▶ _Short task_
Substitute "marker" for "dot" in the records between the lines holding "Target: white wall" and "[(637, 221)]", inclusive. Return only those lines, with everything else left unchanged.

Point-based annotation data
====================
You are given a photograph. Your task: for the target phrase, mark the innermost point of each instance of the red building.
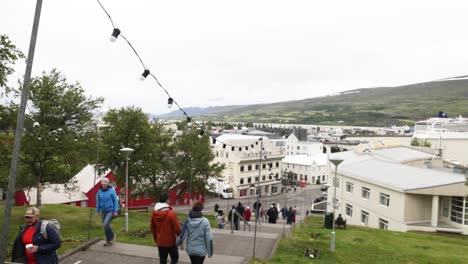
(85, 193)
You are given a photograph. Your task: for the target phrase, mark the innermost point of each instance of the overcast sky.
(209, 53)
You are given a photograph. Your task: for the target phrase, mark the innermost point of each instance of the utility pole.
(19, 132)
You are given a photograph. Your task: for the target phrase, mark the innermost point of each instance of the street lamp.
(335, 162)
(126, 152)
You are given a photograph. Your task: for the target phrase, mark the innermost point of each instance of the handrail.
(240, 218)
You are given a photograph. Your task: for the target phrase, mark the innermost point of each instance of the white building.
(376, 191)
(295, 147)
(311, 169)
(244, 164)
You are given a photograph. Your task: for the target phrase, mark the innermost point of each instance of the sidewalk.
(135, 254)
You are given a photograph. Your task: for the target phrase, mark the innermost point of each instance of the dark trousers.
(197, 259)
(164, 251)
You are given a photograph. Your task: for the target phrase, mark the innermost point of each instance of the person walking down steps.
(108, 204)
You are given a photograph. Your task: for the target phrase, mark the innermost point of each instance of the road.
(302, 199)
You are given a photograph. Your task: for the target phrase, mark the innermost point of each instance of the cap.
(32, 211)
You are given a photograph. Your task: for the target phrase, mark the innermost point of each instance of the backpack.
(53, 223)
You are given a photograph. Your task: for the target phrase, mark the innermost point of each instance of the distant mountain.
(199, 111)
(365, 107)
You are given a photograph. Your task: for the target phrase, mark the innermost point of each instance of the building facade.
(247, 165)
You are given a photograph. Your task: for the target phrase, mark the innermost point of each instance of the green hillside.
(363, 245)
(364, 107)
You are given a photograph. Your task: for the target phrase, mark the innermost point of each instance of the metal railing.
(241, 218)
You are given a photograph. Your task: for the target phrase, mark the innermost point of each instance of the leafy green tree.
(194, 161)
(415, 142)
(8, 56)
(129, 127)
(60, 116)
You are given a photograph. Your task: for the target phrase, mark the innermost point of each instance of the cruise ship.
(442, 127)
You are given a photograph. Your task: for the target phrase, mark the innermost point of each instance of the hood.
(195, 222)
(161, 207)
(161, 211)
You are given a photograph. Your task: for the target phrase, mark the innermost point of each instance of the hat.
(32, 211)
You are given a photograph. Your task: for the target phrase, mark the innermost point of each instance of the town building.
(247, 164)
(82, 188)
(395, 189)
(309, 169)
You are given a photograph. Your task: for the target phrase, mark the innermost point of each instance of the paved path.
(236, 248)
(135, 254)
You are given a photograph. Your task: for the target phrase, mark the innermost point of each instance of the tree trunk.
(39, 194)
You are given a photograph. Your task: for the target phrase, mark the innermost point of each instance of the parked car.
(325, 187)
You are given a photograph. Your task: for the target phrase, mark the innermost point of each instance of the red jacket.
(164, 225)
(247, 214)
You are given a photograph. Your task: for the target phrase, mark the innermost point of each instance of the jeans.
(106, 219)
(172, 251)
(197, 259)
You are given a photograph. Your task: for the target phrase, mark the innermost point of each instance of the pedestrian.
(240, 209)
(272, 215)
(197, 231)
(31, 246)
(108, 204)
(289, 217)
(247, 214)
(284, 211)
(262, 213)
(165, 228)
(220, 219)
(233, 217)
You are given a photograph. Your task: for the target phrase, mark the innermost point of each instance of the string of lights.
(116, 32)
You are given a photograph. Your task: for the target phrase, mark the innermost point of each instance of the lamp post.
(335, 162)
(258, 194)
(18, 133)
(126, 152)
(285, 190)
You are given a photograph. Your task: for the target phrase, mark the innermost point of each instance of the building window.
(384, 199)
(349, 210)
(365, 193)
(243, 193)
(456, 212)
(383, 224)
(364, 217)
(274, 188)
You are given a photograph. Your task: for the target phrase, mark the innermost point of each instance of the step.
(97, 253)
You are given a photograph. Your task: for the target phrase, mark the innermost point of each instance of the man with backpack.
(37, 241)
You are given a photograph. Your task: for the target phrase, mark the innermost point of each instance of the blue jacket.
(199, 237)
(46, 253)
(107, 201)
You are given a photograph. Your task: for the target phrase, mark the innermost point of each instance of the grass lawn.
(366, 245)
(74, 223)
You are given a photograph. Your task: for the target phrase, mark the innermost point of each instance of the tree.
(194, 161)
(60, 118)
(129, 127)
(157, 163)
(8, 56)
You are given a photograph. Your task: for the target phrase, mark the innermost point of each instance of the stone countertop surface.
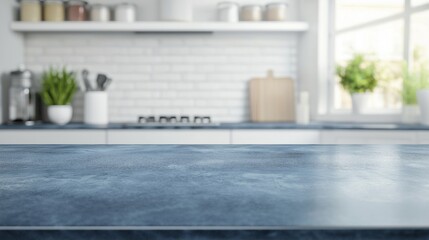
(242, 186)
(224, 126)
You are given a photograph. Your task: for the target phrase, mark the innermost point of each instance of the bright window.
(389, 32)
====================
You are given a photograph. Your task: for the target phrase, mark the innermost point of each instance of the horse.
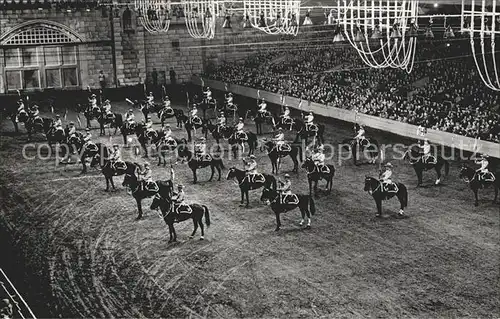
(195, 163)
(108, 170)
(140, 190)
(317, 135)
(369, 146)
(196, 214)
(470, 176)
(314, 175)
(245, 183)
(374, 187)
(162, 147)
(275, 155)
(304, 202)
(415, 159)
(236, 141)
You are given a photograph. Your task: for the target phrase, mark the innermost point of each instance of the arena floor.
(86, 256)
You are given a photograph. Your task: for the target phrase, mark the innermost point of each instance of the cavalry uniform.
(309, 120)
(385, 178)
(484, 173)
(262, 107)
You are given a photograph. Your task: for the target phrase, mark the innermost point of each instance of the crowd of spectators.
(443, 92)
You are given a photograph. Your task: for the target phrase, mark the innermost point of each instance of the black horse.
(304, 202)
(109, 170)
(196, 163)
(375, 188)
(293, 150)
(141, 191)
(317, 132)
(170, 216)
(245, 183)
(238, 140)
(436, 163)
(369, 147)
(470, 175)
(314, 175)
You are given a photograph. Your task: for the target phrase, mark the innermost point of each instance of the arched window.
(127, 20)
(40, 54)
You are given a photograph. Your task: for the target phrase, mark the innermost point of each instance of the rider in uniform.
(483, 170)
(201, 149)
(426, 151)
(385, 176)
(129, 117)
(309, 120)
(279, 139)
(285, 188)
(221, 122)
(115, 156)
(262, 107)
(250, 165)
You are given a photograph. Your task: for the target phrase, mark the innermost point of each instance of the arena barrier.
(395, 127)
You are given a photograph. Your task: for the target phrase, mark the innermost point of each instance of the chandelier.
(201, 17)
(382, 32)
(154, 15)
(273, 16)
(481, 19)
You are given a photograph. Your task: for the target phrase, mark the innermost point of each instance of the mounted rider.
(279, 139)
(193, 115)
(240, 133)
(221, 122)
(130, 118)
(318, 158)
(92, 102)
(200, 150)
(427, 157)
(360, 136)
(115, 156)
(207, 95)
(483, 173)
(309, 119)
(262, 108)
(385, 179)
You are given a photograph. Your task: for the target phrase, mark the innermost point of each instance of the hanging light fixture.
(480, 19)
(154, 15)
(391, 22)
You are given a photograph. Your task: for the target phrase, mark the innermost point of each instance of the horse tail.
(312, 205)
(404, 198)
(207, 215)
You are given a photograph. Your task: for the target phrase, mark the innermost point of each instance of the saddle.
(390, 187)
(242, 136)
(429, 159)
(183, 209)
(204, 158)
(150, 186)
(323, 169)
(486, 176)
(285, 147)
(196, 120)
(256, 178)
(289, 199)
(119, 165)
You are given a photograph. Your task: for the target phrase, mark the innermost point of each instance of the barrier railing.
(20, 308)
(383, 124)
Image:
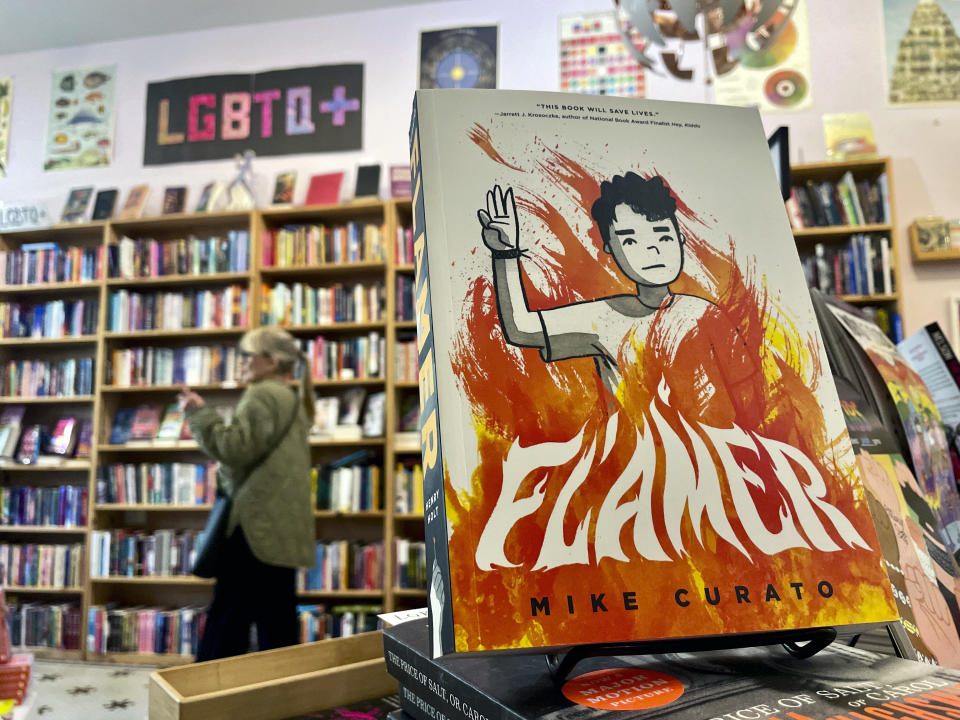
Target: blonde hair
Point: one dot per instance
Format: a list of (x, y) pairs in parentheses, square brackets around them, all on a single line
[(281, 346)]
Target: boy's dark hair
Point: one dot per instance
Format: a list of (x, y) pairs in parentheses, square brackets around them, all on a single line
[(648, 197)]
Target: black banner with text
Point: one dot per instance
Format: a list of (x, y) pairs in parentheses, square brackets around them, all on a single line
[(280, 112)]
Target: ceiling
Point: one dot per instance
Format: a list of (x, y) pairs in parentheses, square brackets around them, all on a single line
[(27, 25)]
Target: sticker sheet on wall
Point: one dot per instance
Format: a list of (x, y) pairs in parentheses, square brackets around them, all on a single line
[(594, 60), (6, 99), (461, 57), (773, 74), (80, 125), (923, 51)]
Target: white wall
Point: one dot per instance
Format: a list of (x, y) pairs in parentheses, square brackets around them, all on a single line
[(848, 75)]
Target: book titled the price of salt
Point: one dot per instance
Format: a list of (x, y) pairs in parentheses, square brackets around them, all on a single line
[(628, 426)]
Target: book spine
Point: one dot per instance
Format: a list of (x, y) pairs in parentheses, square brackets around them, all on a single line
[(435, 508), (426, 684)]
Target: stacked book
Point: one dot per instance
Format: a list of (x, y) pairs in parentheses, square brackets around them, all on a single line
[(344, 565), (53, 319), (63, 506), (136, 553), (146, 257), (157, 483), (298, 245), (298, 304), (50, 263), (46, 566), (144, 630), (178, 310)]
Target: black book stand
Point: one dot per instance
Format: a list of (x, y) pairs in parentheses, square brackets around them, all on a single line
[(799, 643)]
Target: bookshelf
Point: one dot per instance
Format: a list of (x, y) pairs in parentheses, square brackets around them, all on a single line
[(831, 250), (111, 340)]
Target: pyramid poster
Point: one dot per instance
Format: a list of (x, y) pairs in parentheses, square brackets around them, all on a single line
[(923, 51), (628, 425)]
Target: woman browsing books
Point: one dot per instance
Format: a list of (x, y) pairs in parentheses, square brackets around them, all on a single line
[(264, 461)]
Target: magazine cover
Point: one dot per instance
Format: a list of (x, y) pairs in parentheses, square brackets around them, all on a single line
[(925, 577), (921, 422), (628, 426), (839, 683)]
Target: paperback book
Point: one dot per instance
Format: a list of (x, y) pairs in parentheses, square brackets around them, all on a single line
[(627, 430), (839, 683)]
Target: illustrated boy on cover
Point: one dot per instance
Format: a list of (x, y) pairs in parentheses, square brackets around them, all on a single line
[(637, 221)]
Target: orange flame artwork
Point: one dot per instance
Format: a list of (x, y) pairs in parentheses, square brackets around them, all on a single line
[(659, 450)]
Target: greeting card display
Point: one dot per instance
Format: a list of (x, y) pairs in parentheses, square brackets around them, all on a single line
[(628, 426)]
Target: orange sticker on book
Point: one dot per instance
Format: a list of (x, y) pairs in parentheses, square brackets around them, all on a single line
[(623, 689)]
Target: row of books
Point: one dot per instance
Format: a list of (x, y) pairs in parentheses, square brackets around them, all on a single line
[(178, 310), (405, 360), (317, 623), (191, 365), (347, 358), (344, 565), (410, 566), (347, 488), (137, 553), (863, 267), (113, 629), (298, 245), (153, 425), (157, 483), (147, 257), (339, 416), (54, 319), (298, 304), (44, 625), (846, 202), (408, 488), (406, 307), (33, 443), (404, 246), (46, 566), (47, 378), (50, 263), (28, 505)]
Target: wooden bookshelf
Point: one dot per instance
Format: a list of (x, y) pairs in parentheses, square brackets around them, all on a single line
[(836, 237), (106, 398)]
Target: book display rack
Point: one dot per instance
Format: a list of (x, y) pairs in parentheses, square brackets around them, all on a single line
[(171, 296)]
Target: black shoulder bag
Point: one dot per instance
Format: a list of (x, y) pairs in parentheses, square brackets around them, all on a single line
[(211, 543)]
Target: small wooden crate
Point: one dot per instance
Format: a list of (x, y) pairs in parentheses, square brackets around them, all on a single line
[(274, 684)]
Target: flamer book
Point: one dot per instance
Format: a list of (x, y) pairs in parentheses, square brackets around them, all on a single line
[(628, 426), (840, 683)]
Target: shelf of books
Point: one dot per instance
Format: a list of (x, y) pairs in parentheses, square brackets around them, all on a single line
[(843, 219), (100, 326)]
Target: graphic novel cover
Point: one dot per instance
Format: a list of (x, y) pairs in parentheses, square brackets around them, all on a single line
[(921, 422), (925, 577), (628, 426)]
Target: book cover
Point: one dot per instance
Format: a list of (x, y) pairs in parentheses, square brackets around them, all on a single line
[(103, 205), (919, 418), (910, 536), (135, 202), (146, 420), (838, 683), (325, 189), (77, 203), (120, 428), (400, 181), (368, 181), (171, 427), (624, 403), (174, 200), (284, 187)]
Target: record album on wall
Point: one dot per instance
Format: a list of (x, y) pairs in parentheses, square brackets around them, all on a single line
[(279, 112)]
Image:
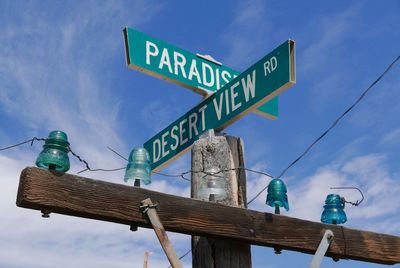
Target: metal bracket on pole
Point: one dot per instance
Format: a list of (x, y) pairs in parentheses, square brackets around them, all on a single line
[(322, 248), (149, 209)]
====================
▶ _The solution_
Target: white wall
Point: one marker per instance
Format: a list of (x, y) pairs in parentheses, square brackets around them, all on a single line
[(848, 75)]
Target: book titled the price of salt
Point: one marker per instance
Format: a list of (x, y) pairs in parentheses, square brackets around them, all on a single line
[(628, 426)]
Target: book spine
Point: one marker per instance
Format: a list of (x, y) pairs in parentheses, square brackets around them, all on a single line
[(435, 508), (426, 684)]
Target: stacked book
Point: one marker per instance
Format: a list of (x, y) pairs in parentheses, square brackets around them, all on a single line
[(344, 565), (53, 319), (63, 506), (136, 553), (146, 257), (157, 483), (298, 245), (298, 304), (50, 263), (46, 566), (144, 630), (178, 310)]
Target: black book stand
Point: one marker per instance
Format: a list of (x, y) pairs in parentheses, square brackets around them, all on a single line
[(799, 643)]
Target: bookshelf
Point: one marker per instance
Format: a list of (x, y) pairs in parentheses, square brackets around them, all on a single line
[(831, 250), (111, 340)]
Target: pyramid poster
Point: one marker per instance
Format: a list of (x, y) pairs in parentheses, square brackets around them, all on a single line
[(923, 51), (628, 425)]
Target: woman browsing books
Point: one marker per instance
Format: a list of (x, y) pairs in parentheses, square brackets around them, all on a single line
[(264, 461)]
Target: magazine cover
Point: one marker per instance
Format: a list of (x, y) pairs in parentheses, square brackets around them, all on a single line
[(925, 577), (921, 422), (628, 426), (839, 683)]
Target: paperback book
Point: one marker per instance
Format: a list of (x, y) pairs in parentheses, square brackets around them, all on a single line
[(627, 430), (839, 683)]
Target: illustrated boy on cover
Point: one marker per instance
Format: a list of (x, y) pairs in parentheses, square brackets around them, all on a single line
[(637, 221)]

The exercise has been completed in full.